Convert all the rows below into a two-column CSV with the columns "instruction" and "answer". Write one CSV line per row, put each field in double quotes, and replace line breaks inside a field with spaces.

# Data records
★ ★ ★ ★ ★ ★ ★
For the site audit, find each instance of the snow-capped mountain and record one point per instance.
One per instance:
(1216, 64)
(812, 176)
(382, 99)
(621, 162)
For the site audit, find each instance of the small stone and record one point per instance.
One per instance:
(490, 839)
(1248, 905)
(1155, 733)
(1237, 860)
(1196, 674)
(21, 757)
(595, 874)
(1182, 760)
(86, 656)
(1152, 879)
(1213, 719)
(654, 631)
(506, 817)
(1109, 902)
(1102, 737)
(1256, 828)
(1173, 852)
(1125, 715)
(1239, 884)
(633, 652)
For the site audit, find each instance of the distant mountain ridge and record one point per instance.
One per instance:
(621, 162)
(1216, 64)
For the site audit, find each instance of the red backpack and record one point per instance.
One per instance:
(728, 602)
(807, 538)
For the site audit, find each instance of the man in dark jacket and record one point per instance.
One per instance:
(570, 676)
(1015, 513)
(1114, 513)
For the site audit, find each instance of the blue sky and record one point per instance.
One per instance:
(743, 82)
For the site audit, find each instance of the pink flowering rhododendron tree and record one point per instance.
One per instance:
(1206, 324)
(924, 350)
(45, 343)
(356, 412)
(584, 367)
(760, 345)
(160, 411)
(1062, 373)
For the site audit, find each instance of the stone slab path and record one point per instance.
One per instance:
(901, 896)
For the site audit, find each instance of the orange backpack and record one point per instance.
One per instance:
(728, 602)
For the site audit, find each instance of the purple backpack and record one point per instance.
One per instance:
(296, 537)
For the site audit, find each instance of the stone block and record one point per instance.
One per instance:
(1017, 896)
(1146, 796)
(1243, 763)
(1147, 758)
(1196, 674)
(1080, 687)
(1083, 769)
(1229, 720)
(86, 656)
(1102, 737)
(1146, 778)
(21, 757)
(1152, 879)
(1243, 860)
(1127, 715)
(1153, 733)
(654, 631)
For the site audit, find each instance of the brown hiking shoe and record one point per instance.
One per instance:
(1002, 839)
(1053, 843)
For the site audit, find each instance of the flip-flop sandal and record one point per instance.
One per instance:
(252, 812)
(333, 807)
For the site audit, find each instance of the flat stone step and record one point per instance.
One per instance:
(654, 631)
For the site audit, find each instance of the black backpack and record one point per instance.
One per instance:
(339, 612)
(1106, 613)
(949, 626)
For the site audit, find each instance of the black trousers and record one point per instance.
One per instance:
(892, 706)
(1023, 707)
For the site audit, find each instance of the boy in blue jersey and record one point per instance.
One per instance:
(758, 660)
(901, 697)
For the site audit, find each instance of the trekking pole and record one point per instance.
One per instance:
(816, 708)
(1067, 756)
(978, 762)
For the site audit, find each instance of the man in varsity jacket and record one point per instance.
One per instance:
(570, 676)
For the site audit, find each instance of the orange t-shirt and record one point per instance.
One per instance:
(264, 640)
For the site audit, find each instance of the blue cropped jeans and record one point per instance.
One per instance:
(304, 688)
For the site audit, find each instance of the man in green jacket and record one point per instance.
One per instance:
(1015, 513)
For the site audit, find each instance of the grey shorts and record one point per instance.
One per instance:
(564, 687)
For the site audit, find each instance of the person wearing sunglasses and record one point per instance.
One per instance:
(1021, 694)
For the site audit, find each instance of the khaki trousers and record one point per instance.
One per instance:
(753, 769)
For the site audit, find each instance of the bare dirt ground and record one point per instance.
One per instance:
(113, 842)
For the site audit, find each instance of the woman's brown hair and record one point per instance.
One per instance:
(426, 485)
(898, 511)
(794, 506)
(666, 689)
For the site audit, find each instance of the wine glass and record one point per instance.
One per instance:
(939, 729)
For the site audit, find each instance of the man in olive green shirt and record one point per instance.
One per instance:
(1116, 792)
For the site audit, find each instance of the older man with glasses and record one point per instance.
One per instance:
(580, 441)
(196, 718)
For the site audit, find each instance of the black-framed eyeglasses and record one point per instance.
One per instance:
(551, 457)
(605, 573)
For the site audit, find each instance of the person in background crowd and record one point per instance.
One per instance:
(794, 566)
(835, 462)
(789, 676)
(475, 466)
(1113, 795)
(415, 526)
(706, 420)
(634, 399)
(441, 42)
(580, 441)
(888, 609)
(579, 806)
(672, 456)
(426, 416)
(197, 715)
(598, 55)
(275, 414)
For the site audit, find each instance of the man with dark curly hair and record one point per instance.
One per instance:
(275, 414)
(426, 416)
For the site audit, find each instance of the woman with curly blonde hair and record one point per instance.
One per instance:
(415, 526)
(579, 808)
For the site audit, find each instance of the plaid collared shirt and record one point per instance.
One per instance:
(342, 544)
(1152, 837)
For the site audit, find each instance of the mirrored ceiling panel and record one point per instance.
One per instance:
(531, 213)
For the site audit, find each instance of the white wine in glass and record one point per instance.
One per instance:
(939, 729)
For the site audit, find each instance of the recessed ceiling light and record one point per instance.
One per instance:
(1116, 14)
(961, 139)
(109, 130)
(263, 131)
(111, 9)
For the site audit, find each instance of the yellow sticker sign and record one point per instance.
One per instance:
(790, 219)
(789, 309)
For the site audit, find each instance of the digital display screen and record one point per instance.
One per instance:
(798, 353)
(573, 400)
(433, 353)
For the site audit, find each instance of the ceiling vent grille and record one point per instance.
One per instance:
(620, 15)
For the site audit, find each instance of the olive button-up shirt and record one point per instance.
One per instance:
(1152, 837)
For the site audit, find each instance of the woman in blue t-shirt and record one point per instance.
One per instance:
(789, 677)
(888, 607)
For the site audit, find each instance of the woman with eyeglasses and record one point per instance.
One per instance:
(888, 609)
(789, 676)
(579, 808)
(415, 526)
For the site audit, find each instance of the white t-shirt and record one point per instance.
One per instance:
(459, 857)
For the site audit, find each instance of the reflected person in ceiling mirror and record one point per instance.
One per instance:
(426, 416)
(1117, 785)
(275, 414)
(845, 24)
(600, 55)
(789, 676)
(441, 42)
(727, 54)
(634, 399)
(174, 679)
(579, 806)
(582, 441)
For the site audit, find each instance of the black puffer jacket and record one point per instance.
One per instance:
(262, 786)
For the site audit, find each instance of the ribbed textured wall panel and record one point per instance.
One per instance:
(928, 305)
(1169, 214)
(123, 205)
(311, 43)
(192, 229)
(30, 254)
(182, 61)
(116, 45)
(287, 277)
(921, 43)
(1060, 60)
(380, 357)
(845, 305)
★ ★ ★ ★ ★ ★ ★
# Output of the exercise
instruction,answer
"For the site audit, find each instance of the snow-capped mountain and record one point per instance. One per instance:","(1216, 64) (812, 176) (382, 99) (621, 162)"
"For the site audit, find each instance of the small stone and record one point per instance. One per instance:","(490, 839) (1248, 905) (1155, 733) (1237, 860) (1196, 674) (21, 757) (595, 874) (1182, 760) (86, 656) (1152, 879) (1213, 719) (654, 631) (506, 817) (1109, 902) (1102, 737) (1256, 828) (1173, 852) (1125, 715) (1239, 884) (633, 652)"
"For the site audit, find each instance of the distant mountain ridge and record one point per instance. One per instance:","(621, 162) (1216, 64)"
"For the site audit, find each instance of the red backpack and record one point per instance. One per instance:","(728, 602) (807, 538)"
"For the site audit, find each instance of the man in dark jacket and record one point per instance. One per instance:","(570, 676) (1015, 513) (1114, 513)"
"For the site audit, find each instance of the blue sky and record one point per instance. One per instance:","(743, 82)"
"For the site audit, find each instance of the pink flowering rhododendron tree and record one point per instance. One per instance:","(1206, 324) (924, 350) (45, 343) (356, 412) (584, 367) (760, 345) (160, 411) (1062, 373)"
"For the site audit, find each instance of the stone slab path and record one point per instance. One per instance:","(901, 896)"
"For the site audit, find each instance of the orange backpack and record one point per instance. One per instance:","(728, 602)"
"For the site audit, find each instance of the purple backpack and record one point per instance. One per instance:","(296, 537)"
"For the site audit, find each instance of the stone block and record one point per instance. One per instance:","(1017, 896) (1146, 796) (1243, 763) (1147, 758) (1196, 674) (1080, 687) (1083, 769) (1229, 720) (86, 656) (1102, 737) (1146, 778) (21, 757) (1152, 879) (1243, 860) (1127, 715) (1153, 733) (654, 631)"
"For the site audit, find each instance of the brown hiking shoe and record one point per instance. One per instance:","(1002, 839) (1053, 843)"
"For the site audit, find each instance of the flip-flop sandal and record one point per instance. One per instance:","(252, 812) (333, 807)"
"For the site audit, find each instance of the flat stone step and record one point per instance. One per instance:","(654, 631)"
"For the site audit, find each instance of the black backpack and record one point per instance. One per instance:","(339, 612) (1106, 613) (949, 626)"
"For the site audit, find each instance of the black trousers and record one point per instance. One per instance:","(892, 706) (1023, 707)"
"For the site audit, find each instance of the boy in blue jersey and record one point per instance. One per instance:","(758, 660) (901, 697)"
"For the site audit, find each instance of the trekking pole and record one point per instance. One per instance:","(816, 708) (1067, 756) (978, 762)"
"For the site audit, find each instance of the man in varsity jacket and record one point per instance. One per instance:","(570, 676)"
"For the site audit, find each instance of the orange t-shirt and record one point per instance. One per instance:","(264, 640)"
"For the site audit, find each instance of the blue cropped jeans and record one point per instance. One per instance:","(304, 688)"
"For the site audit, find each instance of the man in green jacket and record one point per instance. One per instance:","(1015, 513)"
"For the site audit, find each instance of the grey shorts and record one point per instance. One per instance:","(564, 687)"
"For the site audit, find each instance of the person wearing sunglasses and record one point per instance. One per instance:","(1021, 694)"
"For the site audit, find each instance of the khaki trousers and record one point per instance. One per instance:","(753, 769)"
"For the site audit, find each instance of the bare dirt ground and record one point per instance. One per instance:","(113, 842)"
"For the site audit, find each instance of the woman's brown hair and record one point per instance. One per instance:","(426, 485) (898, 511) (794, 506) (666, 689)"
"For the site audit, find each instance of the wine glass and record one point per instance. One per instance:","(939, 729)"
"For the site audit, find each instance of the man in olive green shirt and record one point per instance. One per instance:","(1116, 792)"
"For the site audit, find each instance of the older man with glasses and record one point per instance. One per instance:","(580, 441) (196, 718)"
"For the site audit, find each instance of the black-framed eyeglasses and record one point per instance. One per instance:","(551, 457) (605, 573)"
"For the site audit, find each instance of the person in background crowd and record one point per instance. One per instance:","(794, 566) (835, 462) (789, 676) (475, 466) (1113, 795) (415, 526) (706, 420) (634, 399) (441, 42) (580, 441) (888, 609) (579, 806) (672, 456) (426, 416) (197, 715) (598, 55) (275, 414)"
"For the site audit, find each instance of the man with dark curly hair and record one point per instance. One per instance:","(275, 414) (426, 416)"
"For the site audit, find each instance of the woman with curly blonde hair and record one point per instance. One per instance:","(415, 526) (579, 808)"
"For the site audit, find each instance of the plaid collared shirt and record one point per instance. One per instance:","(342, 544) (1152, 837)"
"For the site audit, find each instance of the mirrored ceiling panel and record one point per instance. One per instance:","(531, 213)"
"For the site audit, find each instance of the white wine in glass and record one point per instance. One per instance:","(939, 729)"
"For the site audit, find each instance of the recessed ceiling light and record one point per instance. One per instance:","(1116, 14) (961, 139) (109, 130) (263, 131) (111, 9)"
"For the site audit, find each instance of the yellow sticker sign and record one point per instance. One per instance:","(790, 219) (789, 309)"
"For the site audit, find each instance of the digital display screen and record one point per instance. One per instance:","(798, 353) (573, 400) (433, 353)"
"For the site audit, find each instance of the ceiling vent grille and record one point per instance. One per instance:","(620, 15)"
"For the site audit, find each instance of the olive button-up shirt and record one point per instance. One per instance:","(1152, 837)"
"For the site audit, find each instance of the woman in blue t-shirt and record one point per instance. One per instance:","(789, 677) (888, 607)"
"For the site audit, find each instance of the woman with eyeglasses and record one point per instance. One per instance:","(888, 609) (789, 676) (579, 808) (415, 526)"
"For the site audit, find each instance of the white t-shirt and record one point per instance. One per instance:","(459, 857)"
"For the site audit, find each instance of the reflected person in ceiling mirror and record one point per instance. One per instance:","(426, 416) (1117, 785) (275, 414) (845, 24) (600, 55) (789, 676) (441, 42) (727, 54) (634, 399) (174, 679) (579, 806) (582, 441)"
"For the site audit, find each instance of the black puffer jacket and record one point per instance. One per instance:","(262, 786)"
"For the site audit, find each instance of the ribbed textured wall panel and record one point per instance. One per instance:","(928, 305) (1169, 214) (123, 205) (311, 43) (192, 229) (30, 254) (182, 61) (116, 45) (287, 277) (921, 43) (1060, 60) (380, 357) (845, 305)"